■ Stated problem ■
Put each line of the listing below into a JSON list of strings, one string per line, and leave out any blank lines.

■ Provided records ■

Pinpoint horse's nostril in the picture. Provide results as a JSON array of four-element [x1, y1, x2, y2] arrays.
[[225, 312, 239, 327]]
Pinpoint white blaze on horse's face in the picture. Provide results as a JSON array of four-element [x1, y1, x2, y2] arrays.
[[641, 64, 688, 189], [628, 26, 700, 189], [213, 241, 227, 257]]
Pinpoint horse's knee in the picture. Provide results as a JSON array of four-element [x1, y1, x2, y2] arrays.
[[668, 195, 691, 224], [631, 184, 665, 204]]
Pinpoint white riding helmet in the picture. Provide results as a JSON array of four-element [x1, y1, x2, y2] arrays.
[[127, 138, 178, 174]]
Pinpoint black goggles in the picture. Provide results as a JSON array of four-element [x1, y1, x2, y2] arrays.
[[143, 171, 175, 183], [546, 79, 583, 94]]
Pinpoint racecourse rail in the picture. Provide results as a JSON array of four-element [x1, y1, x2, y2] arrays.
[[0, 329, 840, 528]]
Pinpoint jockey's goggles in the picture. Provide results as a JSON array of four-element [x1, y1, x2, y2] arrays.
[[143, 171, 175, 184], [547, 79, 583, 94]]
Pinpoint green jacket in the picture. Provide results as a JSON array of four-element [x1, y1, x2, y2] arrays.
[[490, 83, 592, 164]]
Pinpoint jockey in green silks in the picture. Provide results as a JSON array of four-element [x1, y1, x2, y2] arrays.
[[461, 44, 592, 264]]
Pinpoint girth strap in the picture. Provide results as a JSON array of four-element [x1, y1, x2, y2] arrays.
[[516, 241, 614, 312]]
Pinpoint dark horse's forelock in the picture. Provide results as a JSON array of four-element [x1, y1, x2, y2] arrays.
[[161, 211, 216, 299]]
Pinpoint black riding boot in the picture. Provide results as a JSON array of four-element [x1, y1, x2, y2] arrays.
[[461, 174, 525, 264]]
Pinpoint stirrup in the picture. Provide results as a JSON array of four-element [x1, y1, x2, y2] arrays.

■ Solution below ■
[
  "Pinpoint horse's nostril in the picture. Provide results as a JSON array of four-element [x1, y1, x2, y2] arrays.",
  "[[225, 312, 239, 327]]",
  "Pinpoint white blaze on horse's face in the picture. Provide results as a JSON array of four-element [x1, y1, x2, y2] arrays.",
  "[[641, 64, 688, 189], [628, 26, 700, 189], [213, 241, 227, 257]]",
  "Pinpoint horse's knee in the picture. Provide results as a JSON array of four-element [x1, y1, x2, y2] arrays.",
  "[[668, 195, 691, 224], [631, 184, 665, 204]]",
  "Pinpoint white riding helmet in the picture. Provide results as a JSON array of four-element [x1, y1, x2, y2] arrays.",
  "[[127, 138, 178, 174]]",
  "Pinpoint black goggles in the picture. Provide results as a JSON array of four-element [x1, y1, x2, y2] arrays.",
  "[[143, 171, 175, 183], [546, 79, 583, 94]]",
  "Pinpoint racecourse rail in the picture. Provide results as a JSON array of four-element [x1, y1, x2, y2] arrays.",
  "[[0, 329, 840, 528]]",
  "Pinpoint jockey's goggles in the picture. Provide results as a JSON array of four-element [x1, y1, x2, y2] arrays.",
  "[[143, 171, 175, 184], [547, 79, 583, 94]]",
  "Pinpoint green jacket in the picture. Provide results as a JSON array of four-element [x1, y1, x2, y2] arrays.",
  "[[490, 83, 592, 164]]",
  "Pinpoint jockey in green silks in the picture. Provide results as a JSON array of four-element [x1, y1, x2, y2] arrays.",
  "[[461, 44, 592, 264]]",
  "Pinpoint girth strap in the picture. Provide results as a JSON array of four-element [x1, y1, x2, y2] arrays.",
  "[[516, 241, 614, 312]]",
  "Pinpoint dark horse's forelock in the picture. Provide results as a JSON array of four-element [x1, y1, x2, y2] arrays.",
  "[[161, 211, 216, 299]]",
  "Pinpoint black riding boot in the picture. Provide results as a JSON array of four-element [x1, y1, x2, y2] arrays.",
  "[[461, 174, 525, 264]]",
  "Pinpoint stirrup in the picture. Provide results as a JSON array of four-element [x1, y1, x2, y2] arrays."
]